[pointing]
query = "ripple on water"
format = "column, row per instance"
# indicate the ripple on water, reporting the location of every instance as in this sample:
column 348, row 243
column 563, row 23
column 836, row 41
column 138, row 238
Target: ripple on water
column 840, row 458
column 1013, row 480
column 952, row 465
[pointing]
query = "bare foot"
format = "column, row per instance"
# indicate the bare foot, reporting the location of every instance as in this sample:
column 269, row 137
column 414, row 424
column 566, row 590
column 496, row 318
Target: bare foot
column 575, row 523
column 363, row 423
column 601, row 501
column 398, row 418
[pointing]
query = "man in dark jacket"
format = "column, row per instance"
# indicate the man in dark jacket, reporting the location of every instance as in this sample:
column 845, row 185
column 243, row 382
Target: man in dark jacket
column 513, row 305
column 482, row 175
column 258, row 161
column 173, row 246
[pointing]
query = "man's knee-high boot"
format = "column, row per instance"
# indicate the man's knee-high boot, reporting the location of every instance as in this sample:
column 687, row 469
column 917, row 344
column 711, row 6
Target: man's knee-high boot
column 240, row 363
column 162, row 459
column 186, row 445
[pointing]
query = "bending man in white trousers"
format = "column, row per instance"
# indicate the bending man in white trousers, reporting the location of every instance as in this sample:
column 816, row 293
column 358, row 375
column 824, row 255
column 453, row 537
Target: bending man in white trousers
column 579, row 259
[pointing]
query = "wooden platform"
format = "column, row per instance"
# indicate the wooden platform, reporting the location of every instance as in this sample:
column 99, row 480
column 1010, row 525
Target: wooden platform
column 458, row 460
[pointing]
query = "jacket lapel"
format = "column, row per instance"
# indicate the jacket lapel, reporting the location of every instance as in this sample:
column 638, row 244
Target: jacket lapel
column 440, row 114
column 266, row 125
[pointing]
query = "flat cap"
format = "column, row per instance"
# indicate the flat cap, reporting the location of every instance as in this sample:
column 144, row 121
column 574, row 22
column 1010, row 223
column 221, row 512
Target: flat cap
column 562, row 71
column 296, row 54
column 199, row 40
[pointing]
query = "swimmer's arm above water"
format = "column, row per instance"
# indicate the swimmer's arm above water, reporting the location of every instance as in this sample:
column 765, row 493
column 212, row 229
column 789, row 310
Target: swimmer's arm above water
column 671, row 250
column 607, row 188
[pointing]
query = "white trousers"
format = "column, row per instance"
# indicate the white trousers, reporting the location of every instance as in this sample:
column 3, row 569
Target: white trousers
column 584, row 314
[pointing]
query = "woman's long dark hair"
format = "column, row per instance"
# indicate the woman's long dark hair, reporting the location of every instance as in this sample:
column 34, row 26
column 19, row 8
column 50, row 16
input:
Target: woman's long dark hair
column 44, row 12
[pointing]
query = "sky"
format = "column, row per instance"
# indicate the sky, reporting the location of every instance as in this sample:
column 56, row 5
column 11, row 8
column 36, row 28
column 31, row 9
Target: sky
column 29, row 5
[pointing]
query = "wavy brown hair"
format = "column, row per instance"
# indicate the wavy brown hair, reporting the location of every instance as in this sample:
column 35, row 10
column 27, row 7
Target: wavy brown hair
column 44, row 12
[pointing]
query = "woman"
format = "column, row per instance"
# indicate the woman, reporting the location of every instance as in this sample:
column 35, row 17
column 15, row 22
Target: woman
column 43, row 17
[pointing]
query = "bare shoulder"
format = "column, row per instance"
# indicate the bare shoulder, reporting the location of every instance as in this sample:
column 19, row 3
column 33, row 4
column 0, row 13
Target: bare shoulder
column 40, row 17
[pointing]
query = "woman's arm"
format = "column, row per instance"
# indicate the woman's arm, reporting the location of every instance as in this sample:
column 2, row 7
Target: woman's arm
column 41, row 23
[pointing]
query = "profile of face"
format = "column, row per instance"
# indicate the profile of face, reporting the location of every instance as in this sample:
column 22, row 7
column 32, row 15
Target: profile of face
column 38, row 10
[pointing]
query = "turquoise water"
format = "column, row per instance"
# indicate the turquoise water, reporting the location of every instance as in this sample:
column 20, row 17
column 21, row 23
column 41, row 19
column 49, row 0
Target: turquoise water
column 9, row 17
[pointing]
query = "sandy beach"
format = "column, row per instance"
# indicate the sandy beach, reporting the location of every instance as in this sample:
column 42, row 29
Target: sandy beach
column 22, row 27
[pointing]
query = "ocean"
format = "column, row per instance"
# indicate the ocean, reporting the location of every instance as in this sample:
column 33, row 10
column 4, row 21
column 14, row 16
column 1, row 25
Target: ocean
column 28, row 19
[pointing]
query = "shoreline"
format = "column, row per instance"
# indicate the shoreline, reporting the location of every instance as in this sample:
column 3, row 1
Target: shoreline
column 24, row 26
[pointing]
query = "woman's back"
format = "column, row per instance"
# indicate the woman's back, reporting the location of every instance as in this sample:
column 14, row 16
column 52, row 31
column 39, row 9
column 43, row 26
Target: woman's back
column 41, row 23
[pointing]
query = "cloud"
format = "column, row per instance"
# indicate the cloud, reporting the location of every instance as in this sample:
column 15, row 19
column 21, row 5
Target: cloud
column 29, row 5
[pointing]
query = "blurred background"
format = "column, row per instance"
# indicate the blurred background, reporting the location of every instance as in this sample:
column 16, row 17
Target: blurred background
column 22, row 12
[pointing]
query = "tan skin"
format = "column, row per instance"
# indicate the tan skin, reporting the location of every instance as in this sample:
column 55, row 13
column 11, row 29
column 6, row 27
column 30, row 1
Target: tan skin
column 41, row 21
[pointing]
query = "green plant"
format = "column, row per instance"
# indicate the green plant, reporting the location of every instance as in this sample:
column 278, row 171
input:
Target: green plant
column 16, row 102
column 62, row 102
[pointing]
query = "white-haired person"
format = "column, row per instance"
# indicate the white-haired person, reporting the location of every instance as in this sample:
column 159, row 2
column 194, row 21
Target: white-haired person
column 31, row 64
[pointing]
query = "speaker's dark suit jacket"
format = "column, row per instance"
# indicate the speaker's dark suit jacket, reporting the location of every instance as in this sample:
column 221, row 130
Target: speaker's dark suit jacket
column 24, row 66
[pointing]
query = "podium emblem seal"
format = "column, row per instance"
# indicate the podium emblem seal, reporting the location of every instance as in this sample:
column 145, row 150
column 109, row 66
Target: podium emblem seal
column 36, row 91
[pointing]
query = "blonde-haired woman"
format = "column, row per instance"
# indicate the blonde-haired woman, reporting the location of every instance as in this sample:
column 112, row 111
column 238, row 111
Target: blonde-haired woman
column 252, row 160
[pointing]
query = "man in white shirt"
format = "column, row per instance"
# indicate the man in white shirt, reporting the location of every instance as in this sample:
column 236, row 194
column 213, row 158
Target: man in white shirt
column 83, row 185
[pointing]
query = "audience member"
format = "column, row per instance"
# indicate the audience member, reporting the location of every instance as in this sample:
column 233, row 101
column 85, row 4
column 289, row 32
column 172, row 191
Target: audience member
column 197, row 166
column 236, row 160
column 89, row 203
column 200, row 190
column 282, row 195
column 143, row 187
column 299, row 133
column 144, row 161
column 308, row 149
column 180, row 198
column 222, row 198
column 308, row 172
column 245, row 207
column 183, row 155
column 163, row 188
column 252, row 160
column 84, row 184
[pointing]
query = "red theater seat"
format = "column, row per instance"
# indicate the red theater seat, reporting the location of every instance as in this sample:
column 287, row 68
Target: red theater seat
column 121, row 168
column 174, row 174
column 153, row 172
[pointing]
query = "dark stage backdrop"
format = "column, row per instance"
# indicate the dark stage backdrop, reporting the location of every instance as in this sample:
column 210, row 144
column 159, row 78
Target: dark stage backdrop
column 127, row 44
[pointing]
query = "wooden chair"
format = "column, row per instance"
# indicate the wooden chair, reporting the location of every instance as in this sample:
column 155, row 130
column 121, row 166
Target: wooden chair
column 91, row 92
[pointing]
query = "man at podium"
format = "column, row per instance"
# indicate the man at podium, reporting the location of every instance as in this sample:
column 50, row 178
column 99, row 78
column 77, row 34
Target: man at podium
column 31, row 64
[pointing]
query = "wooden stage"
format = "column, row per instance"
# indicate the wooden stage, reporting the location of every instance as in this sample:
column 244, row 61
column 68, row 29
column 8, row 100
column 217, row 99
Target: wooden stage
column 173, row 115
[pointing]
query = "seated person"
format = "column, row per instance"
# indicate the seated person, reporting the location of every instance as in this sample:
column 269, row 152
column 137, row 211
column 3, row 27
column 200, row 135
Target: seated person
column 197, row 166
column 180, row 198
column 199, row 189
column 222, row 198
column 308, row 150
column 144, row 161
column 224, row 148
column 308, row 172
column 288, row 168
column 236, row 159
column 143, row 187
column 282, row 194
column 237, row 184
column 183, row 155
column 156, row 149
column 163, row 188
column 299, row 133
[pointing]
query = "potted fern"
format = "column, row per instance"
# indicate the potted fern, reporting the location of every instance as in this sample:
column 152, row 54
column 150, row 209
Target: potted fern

▬▬▬▬▬▬▬▬▬▬

#### TASK ITEM
Set down exactly the line with "column 152, row 54" and each line after it up to the end of the records, adding nothing.

#### RESULT
column 152, row 54
column 150, row 209
Target: potted fern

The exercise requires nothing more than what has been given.